## Begin Material to process
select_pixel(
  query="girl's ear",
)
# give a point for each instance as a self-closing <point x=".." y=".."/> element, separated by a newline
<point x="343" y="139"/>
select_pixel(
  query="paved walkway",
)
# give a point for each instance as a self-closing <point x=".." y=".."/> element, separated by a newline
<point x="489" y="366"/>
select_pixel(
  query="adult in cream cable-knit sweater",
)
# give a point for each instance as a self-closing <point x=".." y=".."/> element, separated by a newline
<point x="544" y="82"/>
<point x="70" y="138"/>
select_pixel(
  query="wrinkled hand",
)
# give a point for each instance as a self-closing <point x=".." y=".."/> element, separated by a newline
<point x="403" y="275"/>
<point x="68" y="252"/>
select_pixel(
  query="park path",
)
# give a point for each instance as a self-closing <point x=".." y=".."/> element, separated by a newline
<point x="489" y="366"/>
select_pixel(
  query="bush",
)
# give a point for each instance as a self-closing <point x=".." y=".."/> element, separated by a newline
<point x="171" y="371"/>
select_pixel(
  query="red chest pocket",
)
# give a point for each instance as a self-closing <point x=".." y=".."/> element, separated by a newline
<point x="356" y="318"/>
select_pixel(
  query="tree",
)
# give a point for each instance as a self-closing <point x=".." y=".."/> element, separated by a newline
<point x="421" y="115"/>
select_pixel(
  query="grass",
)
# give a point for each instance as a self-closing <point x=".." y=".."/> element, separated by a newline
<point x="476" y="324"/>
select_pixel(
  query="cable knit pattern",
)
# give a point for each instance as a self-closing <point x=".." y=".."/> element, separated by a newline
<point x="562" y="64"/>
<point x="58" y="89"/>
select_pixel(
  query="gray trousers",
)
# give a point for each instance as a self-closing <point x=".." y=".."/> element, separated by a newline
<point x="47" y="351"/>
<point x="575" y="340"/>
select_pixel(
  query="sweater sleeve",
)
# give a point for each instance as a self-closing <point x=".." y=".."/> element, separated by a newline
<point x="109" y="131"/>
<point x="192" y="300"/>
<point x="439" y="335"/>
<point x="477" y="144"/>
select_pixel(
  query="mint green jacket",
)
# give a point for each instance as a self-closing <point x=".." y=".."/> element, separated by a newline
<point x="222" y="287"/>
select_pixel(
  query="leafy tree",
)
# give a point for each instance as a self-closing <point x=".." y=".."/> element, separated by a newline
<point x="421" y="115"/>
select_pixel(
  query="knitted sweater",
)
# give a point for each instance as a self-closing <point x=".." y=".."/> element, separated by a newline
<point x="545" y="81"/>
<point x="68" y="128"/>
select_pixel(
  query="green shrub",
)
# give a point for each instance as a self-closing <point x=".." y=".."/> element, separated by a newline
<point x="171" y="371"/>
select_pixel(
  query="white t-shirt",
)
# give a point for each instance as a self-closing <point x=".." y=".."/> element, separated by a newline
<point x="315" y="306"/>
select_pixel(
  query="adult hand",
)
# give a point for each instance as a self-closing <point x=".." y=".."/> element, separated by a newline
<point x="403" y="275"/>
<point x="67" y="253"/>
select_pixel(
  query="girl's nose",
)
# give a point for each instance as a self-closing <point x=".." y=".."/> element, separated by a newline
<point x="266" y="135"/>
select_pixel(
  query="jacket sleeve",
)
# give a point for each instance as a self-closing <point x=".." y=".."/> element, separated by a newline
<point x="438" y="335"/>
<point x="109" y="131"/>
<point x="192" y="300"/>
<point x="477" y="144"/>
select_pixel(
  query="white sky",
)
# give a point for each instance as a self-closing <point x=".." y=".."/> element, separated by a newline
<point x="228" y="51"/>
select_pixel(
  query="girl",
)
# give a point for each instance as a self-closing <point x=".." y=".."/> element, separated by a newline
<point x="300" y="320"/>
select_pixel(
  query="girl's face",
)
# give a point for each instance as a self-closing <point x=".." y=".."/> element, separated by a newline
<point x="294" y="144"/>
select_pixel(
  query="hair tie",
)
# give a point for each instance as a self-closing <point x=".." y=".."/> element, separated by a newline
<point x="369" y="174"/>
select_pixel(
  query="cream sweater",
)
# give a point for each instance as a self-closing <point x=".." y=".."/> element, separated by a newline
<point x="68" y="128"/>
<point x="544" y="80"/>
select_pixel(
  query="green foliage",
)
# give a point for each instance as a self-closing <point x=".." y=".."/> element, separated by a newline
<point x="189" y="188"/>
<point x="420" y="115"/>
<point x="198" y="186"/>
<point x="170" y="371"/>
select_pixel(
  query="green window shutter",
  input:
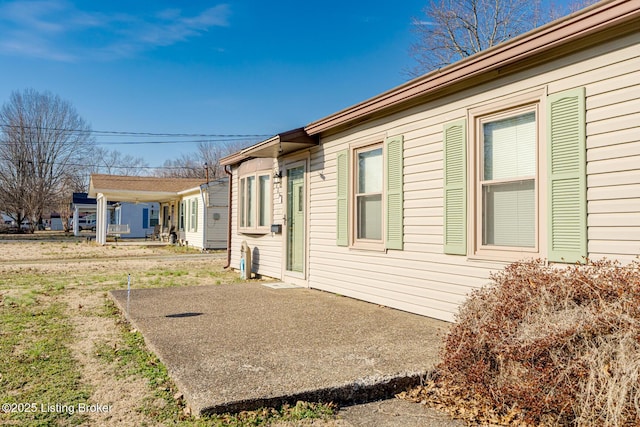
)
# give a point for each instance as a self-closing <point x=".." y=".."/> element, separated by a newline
<point x="394" y="195"/>
<point x="342" y="196"/>
<point x="455" y="188"/>
<point x="566" y="164"/>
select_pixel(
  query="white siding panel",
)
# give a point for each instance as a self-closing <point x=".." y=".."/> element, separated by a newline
<point x="614" y="248"/>
<point x="626" y="219"/>
<point x="630" y="163"/>
<point x="611" y="179"/>
<point x="615" y="233"/>
<point x="614" y="151"/>
<point x="619" y="136"/>
<point x="616" y="192"/>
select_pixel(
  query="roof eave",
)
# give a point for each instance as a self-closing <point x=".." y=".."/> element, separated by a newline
<point x="279" y="145"/>
<point x="534" y="44"/>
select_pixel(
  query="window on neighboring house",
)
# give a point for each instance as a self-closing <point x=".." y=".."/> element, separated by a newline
<point x="154" y="217"/>
<point x="181" y="214"/>
<point x="254" y="205"/>
<point x="506" y="190"/>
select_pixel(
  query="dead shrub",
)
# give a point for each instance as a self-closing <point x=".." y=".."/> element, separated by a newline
<point x="559" y="344"/>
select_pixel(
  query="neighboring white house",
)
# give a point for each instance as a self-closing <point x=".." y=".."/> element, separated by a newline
<point x="140" y="217"/>
<point x="530" y="149"/>
<point x="189" y="211"/>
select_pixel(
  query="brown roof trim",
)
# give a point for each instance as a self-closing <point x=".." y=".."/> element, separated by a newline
<point x="596" y="19"/>
<point x="276" y="146"/>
## End Material to process
__What to produce__: Omit the images and transcribe all of the records above word for word.

__Response to the exercise__:
select_pixel(
  query="girl's ear",
)
# give a point for each instance as a self-closing <point x=".." y=".."/> element, separated by a newline
<point x="343" y="139"/>
select_pixel(
  query="paved walkway",
)
# give a point for each instance as a self-closing <point x=".." y=".."/> element, separated by a newline
<point x="489" y="366"/>
select_pixel(
  query="adult in cream cable-knit sweater",
)
# give a point for each instance as a self-closing <point x=".." y=".."/> element, separated by a newline
<point x="544" y="82"/>
<point x="70" y="138"/>
select_pixel(
  query="wrinkled hand",
)
# give a point for each instance as a self-closing <point x=".." y=".."/> element, separated by a newline
<point x="403" y="275"/>
<point x="68" y="252"/>
select_pixel(
  query="park path",
)
# give a point for each instance as a self-closing <point x=".." y=".."/> element, separated by a newline
<point x="489" y="366"/>
select_pixel(
  query="bush",
)
# give a point for each instance as a self-closing <point x=".." y=".."/> element, separated by a newline
<point x="171" y="371"/>
select_pixel(
  query="red chest pocket",
)
# give a point for each instance as a self-closing <point x=".." y=".."/> element, separated by a newline
<point x="356" y="318"/>
select_pixel(
  query="tree",
)
# give a point for each instance as a self-closing <point x=".." y=".."/> element, separated by a newline
<point x="421" y="115"/>
select_pixel(
  query="grass",
)
# give a point for each instance as a self-closing <point x=".." y=".."/> element, separated by a newline
<point x="476" y="324"/>
select_pixel(
  query="cable knit pattern",
)
# give a point for each instance as a self-closing <point x=".." y=".."/> element, separated by a newline
<point x="562" y="64"/>
<point x="58" y="89"/>
select_pixel(
  query="gray trousers",
)
# give a point for each instance as a self-closing <point x=".." y=".."/> element, separated by a newline
<point x="47" y="351"/>
<point x="575" y="340"/>
select_pixel(
  query="sweater sleeve",
)
# give a point for each instance as a self-closing <point x=".." y=".."/> element, separated by a newline
<point x="109" y="131"/>
<point x="192" y="300"/>
<point x="439" y="335"/>
<point x="477" y="144"/>
select_pixel(
  query="mint green jacket",
)
# give a point for each instance as a self-closing <point x=".." y=".."/> element, separated by a newline
<point x="222" y="287"/>
select_pixel(
  query="leafy tree",
)
# give a point for each instance as a self-closing <point x=".." y=".."/> element, separated by a newline
<point x="421" y="115"/>
select_pixel(
  query="knitted sweater",
)
# give a point for each instance as a self-closing <point x=".." y=".."/> element, separated by a newline
<point x="545" y="81"/>
<point x="68" y="128"/>
select_pixel(
  query="green shrub",
)
# give a point for each instance as a self-closing <point x=".." y=".."/> element, separated by a newline
<point x="171" y="371"/>
select_pixel(
  query="white t-shirt",
)
# give a point for each instance as a self-closing <point x=".." y=".."/> element, separated by a newline
<point x="315" y="306"/>
select_pixel(
  query="adult hand",
)
# give a point for each instance as a self-closing <point x=".." y=".."/> element, separated by a newline
<point x="403" y="275"/>
<point x="67" y="253"/>
select_pixel(
  query="girl's nose",
)
# give a point for each instance as a self-closing <point x=".." y=".."/> element, separated by a newline
<point x="266" y="135"/>
select_pixel(
  query="jacket sleeve",
)
# give a point for each instance as a self-closing <point x=".." y=".."/> element, separated by a newline
<point x="438" y="335"/>
<point x="109" y="131"/>
<point x="192" y="300"/>
<point x="477" y="144"/>
select_pixel(
  query="white sky",
)
# give a point for each instance as a self-closing <point x=".." y=".."/> element, separated by a newline
<point x="228" y="51"/>
select_pixel(
  query="girl",
)
# give a point for each instance as a self-closing <point x=".." y=".."/> element, separated by a newline
<point x="300" y="320"/>
select_pixel(
  query="girl's face",
)
# give a point for each instance as a self-closing <point x=".." y=".."/> element, separated by a newline
<point x="294" y="144"/>
select_pixel(
  query="hair tie",
)
# give a point for each instance as a self-closing <point x=".." y=".."/> element, separated by a newline
<point x="369" y="174"/>
select_pixel(
  query="cream sweater",
)
# give a point for each instance as a self-closing <point x=".." y=".."/> element, separated by a newline
<point x="68" y="128"/>
<point x="544" y="80"/>
select_pixel(
  query="green foliage",
)
# give a point for each instance as a self-closing <point x=".." y=".."/> element, separated by a newline
<point x="189" y="188"/>
<point x="420" y="115"/>
<point x="198" y="186"/>
<point x="170" y="371"/>
select_pixel(
  query="green window shutter",
  input:
)
# give a point for each instance as a self-closing <point x=".." y=".."/> element, separated by a newline
<point x="394" y="195"/>
<point x="342" y="196"/>
<point x="455" y="188"/>
<point x="566" y="164"/>
select_pixel(
  query="white siding panel",
)
# give a point for each instance as a self-closing <point x=".." y=".."/> element, separated by a newline
<point x="614" y="248"/>
<point x="626" y="219"/>
<point x="630" y="163"/>
<point x="611" y="179"/>
<point x="615" y="233"/>
<point x="614" y="151"/>
<point x="619" y="136"/>
<point x="616" y="192"/>
select_pixel(
  query="roof eave",
)
# give a point for each instance as a self-closing <point x=".." y=".."/> element, separated by a newline
<point x="279" y="145"/>
<point x="534" y="44"/>
select_pixel(
  query="window on neighboring house",
)
# give a point for each instance as a self-closing <point x=".." y=".."/> element, separated by a newline
<point x="154" y="217"/>
<point x="181" y="214"/>
<point x="254" y="205"/>
<point x="506" y="190"/>
select_pixel(
  query="dead shrub",
)
# give a point for each instance as a self-closing <point x=".." y=".."/> element, separated by a newline
<point x="559" y="344"/>
select_pixel(
  query="neighboring white house",
)
# give a point for each instance as a self-closing <point x=".." y=".."/> element, separated by a newline
<point x="140" y="217"/>
<point x="530" y="149"/>
<point x="189" y="211"/>
select_pixel(
  query="brown roof trim",
)
# give a point for each instance as a self-closing <point x=".." y=".."/> element, separated by a newline
<point x="596" y="19"/>
<point x="276" y="146"/>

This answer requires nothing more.